In relation to our business units and on a constant currency basis, store and regional expenses decreased by $9.6 million and $4.3 million in the United States and Canada, respectively. The decreases in these two units are consistent with the closure of approximately 135 U.S. and Canadian stores during fiscal 2009. The adjusted store and regional expenses in the United Kingdom increased by approximately $5.3 million for the three months ended September 30, 2009 as compared to the prior year which is commensurate with the revenue growth in that country. Store and regional expenses in the Company’s business in Poland were approximately $1.0 million.
 
Corporate and Other Expense Analysis
 
                                 
    Three Months Ended September 30,  
                (Percentage of
 
                Total Revenue)  
    2008     2009     2008     2009  
    ($ in thousands)

▶ Given data:

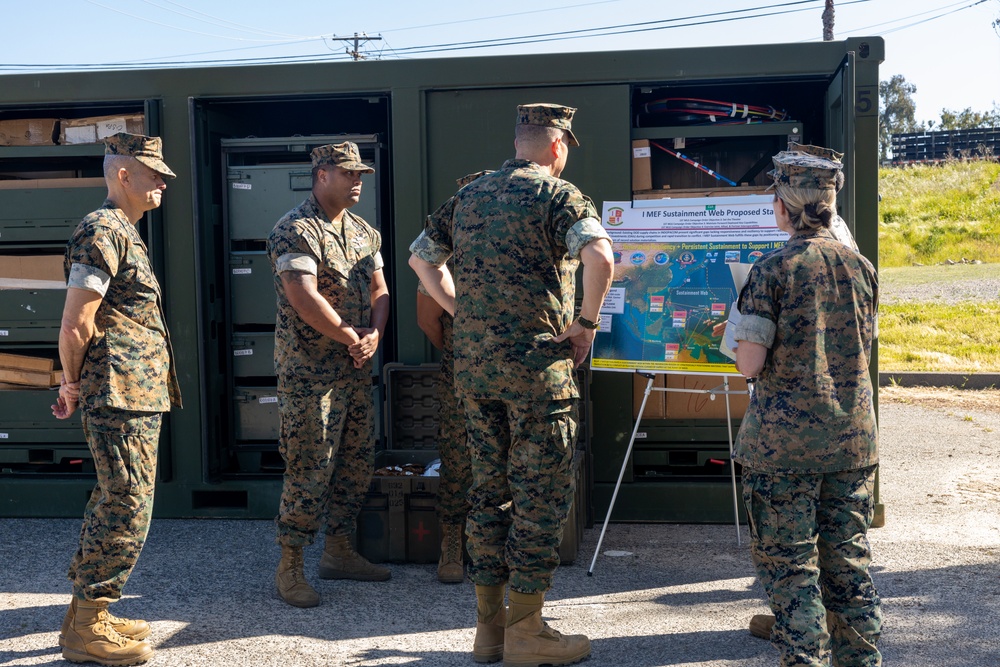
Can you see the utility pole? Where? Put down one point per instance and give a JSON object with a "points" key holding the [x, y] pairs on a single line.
{"points": [[358, 40], [828, 22]]}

▶ Work instructions:
**1.** In the passage on store and regional expenses, how many U.S. and Canadian stores closed during fiscal 2009?
**2.** Pick up the passage on store and regional expenses from the point where it stops, and keep writing it.
The material comes from a separate source.

▶ Per-task outputs:
**1.** Approximately 135 stores.

**2.**
Corporate expenses
  $ 19,521     $ 20,351       12.8 %     14.4 %
Other depreciation and amortization
    1,040       1,052       0.7 %     0.7 %
Interest expense, net
    11,547       11,624       7.5 %     8.2 %
Unrealized foreign exchange loss
          7,827       %     5.5 %
Provision for litigation settlements
    509       1,267       0.3 %     0.9 %
Loss on store closings
    4,938       318       3.2 %     0.2 %
Other (income) expense
    (258 )     160       (0.2 )%     0.1 %
Income tax provision
    5,226       7,966       3.4 %     5.6 %
 
Corporate Expenses
 
Corporate expenses were $20.4 million for the three months ended September 30, 2009 and $19.5 million for the three months ended September 30, 2008. On a constant currency basis, corporate expenses increased by approximately $1.4 million, reflecting the previously announced increased investment in global management capabilities and infrastructure to support future global store and product expansion plans, as well as the continuing active acquisition strategy.
 
Other Depreciation and Amortization
 
Other depreciation and amortization expenses remained relatively unchanged and were approximately $1.0 million for the three months ended September 30, 2009 and 2008.
 
Provision for litigation settlements
 
Provision for litigation settlements was $1.3 million for the three months ended September 30, 2009 compared to $0.5 million for the same period in the prior year.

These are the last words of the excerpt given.